=== Source ===

= Enchanted April (play) =

Enchanted April is a 2003 stage play by Matthew Barber, adapted from Elizabeth von Arnim's 1922 novel The Enchanted April. The play opened on Broadway at the Belasco Theatre on April 29, 2003, in a production directed by Michael Wilson.

== Plot ==

Feeling lost in the shadows of marriage and forgotten in the rush of 1920s post-war society, two London housewives pool their savings to rent a villa in Italy for a ladies-only holiday away, reluctantly recruiting a pair of difficult upper-class women to share the cost and the experience. Together under the Mediterranean sun, the four women clash — and then begin to bond and bloom — until men once again upset the balance.

=== Provided material ===

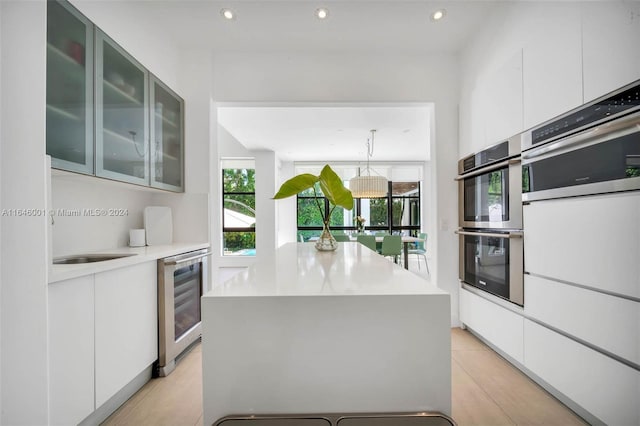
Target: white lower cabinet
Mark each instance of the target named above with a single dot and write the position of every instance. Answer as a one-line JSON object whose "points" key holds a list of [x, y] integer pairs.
{"points": [[606, 388], [71, 363], [102, 335], [498, 325], [608, 322], [593, 241], [126, 326]]}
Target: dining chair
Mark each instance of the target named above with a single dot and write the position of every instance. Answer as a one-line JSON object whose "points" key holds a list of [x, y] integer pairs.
{"points": [[392, 246], [380, 234], [368, 241], [420, 250]]}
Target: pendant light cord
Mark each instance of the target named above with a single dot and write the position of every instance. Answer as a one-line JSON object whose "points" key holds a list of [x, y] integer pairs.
{"points": [[370, 150]]}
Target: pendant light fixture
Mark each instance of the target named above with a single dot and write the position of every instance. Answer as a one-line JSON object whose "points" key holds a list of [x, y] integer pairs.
{"points": [[365, 185]]}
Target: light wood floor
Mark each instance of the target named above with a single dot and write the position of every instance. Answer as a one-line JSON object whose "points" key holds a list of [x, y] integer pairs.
{"points": [[487, 390]]}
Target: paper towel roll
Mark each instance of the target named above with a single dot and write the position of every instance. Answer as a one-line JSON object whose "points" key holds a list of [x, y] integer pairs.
{"points": [[136, 238]]}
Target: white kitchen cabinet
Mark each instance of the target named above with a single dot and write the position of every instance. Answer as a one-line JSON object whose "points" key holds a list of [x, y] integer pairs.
{"points": [[608, 322], [71, 361], [552, 64], [493, 108], [606, 388], [504, 101], [593, 241], [610, 33], [496, 324], [125, 326]]}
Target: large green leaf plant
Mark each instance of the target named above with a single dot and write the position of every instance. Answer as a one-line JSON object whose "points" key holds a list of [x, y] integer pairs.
{"points": [[330, 184]]}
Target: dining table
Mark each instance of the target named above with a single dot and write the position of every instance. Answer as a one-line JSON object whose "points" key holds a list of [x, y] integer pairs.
{"points": [[406, 239]]}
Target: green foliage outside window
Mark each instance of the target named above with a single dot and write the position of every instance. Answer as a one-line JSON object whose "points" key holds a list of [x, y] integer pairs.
{"points": [[239, 202]]}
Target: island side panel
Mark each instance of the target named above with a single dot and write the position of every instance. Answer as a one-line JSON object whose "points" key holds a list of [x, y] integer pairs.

===

Tasks to carry out
1. According to the text about the play Enchanted April, at which theater did the play open on Broadway?
2. From the text about the play Enchanted April, duplicate the part that opens with the words containing "Enchanted April is" and closes with "upset the balance.".

Task-by-task solutions
1. The Belasco Theatre.

2.
Enchanted April is a 2003 stage play by Matthew Barber, adapted from Elizabeth von Arnim's 1922 novel The Enchanted April. The play opened on Broadway at the Belasco Theatre on April 29, 2003, in a production directed by Michael Wilson.

== Plot ==

Feeling lost in the shadows of marriage and forgotten in the rush of 1920s post-war society, two London housewives pool their savings to rent a villa in Italy for a ladies-only holiday away, reluctantly recruiting a pair of difficult upper-class women to share the cost and the experience. Together under the Mediterranean sun, the four women clash — and then begin to bond and bloom — until men once again upset the balance.